[Text to read]
## BEGIN

6)      The development of an online, effective and inexpensive dispute resolution system will be a very important step in ensuring a stable Internet, that can expand to encompass an increasing number of countries outside the traditional industrial powers, where the cost of multijurisdictional protection of one’s intellectual property rights would place the costs of participation on the Internet out of the question.

7)      The need for famous marks to be afforded special protection across gTLDs based on proper study and debate. 

8)      As stated earlier, there urgently needs to be some focus on ICANN’s funding so that it can be self-supporting and independent.

9)      As already discussed above, there is currently a lack of intellectual property expertise on the ICANN Board.  The trade-mark community feels strongly that this issue should be addressed and the suggestions made in this regard supra, should be considered. 

10)     Emerging intellectual property issues concerning Patents and Designs need to be taken into account at an early stage.

## END

[Problem set]
1. In the ICANN text, what is currently lacking on the ICANN Board?
2. Update the ICANN text from "9)      As already discussed" up to and including "should be considered.", replacing "trade-mark community" with "brand-owner community".

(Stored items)

## BEGIN

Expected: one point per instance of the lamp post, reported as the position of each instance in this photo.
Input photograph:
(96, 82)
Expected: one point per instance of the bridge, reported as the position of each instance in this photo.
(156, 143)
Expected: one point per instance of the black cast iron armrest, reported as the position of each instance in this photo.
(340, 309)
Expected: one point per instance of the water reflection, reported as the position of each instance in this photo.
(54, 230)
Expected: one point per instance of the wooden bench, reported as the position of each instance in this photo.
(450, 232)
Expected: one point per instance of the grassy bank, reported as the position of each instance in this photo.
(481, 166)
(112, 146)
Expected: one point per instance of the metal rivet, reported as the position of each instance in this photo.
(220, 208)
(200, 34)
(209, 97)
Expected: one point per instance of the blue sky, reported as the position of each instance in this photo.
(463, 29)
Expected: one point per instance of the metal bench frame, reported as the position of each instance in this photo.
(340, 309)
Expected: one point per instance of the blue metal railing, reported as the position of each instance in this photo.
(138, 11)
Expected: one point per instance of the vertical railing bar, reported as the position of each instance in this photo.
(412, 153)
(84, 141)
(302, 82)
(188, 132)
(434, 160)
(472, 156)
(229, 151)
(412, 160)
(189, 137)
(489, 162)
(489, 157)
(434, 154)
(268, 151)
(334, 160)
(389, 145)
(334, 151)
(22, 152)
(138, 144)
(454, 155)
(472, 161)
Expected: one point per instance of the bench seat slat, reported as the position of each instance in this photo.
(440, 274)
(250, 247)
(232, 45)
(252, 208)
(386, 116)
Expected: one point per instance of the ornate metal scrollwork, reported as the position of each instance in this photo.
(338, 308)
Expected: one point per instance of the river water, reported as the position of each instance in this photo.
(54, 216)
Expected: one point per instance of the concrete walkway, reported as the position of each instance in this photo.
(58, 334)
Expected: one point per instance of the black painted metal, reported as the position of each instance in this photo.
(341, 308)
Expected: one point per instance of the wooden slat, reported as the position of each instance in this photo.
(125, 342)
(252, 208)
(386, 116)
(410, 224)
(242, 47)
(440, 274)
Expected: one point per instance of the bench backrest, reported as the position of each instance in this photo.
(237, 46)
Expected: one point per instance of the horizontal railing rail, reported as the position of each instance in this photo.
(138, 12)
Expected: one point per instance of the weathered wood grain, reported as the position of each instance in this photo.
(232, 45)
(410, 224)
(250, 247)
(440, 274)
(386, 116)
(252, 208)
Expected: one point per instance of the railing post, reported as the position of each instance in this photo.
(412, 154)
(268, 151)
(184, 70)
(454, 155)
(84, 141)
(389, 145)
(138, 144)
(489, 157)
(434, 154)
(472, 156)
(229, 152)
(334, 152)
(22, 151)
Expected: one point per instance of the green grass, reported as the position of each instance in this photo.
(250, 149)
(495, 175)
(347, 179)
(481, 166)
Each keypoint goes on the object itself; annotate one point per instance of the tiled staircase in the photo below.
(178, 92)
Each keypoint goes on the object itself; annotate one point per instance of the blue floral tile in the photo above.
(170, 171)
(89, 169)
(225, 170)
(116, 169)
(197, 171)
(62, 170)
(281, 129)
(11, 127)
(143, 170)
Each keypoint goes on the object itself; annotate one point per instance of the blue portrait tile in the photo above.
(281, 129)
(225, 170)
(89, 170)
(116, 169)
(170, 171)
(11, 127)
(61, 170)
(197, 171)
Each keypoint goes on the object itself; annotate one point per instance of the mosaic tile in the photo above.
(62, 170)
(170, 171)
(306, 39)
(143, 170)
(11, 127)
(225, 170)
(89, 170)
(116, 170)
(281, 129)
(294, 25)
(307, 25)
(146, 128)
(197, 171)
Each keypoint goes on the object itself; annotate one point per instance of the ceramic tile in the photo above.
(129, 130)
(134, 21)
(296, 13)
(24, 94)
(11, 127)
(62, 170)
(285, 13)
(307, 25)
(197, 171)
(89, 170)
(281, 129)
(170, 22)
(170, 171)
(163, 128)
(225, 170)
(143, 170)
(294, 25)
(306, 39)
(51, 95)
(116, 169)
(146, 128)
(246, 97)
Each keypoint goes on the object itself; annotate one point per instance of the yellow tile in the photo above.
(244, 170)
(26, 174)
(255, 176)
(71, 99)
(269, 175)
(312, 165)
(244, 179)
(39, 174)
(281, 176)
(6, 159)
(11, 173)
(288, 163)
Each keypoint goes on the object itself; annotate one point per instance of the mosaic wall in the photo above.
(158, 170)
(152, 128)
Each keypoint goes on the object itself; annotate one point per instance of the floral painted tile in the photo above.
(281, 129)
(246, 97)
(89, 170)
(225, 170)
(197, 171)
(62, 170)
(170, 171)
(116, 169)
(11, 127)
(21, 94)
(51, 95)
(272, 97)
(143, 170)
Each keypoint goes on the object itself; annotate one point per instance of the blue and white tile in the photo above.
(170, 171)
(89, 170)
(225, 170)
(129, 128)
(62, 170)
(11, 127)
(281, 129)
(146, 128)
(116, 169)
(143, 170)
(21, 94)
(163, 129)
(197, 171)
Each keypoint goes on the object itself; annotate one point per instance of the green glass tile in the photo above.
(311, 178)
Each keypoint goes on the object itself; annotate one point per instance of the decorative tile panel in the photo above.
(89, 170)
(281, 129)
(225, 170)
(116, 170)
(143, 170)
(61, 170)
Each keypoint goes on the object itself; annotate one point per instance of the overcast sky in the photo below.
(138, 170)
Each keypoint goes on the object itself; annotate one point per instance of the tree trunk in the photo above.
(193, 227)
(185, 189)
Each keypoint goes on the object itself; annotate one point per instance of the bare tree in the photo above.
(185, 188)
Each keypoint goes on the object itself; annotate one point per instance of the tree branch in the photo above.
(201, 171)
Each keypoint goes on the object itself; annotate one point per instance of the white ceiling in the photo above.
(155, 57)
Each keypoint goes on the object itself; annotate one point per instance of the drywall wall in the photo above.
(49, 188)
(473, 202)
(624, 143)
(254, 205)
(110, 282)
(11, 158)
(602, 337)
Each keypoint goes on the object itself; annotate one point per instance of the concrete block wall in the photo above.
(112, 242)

## END

[List of solutions]
1. Intellectual property expertise.

2.
9)      As already discussed above, there is currently a lack of intellectual property expertise on the ICANN Board.  The brand-owner community feels strongly that this issue should be addressed and the suggestions made in this regard supra, should be considered.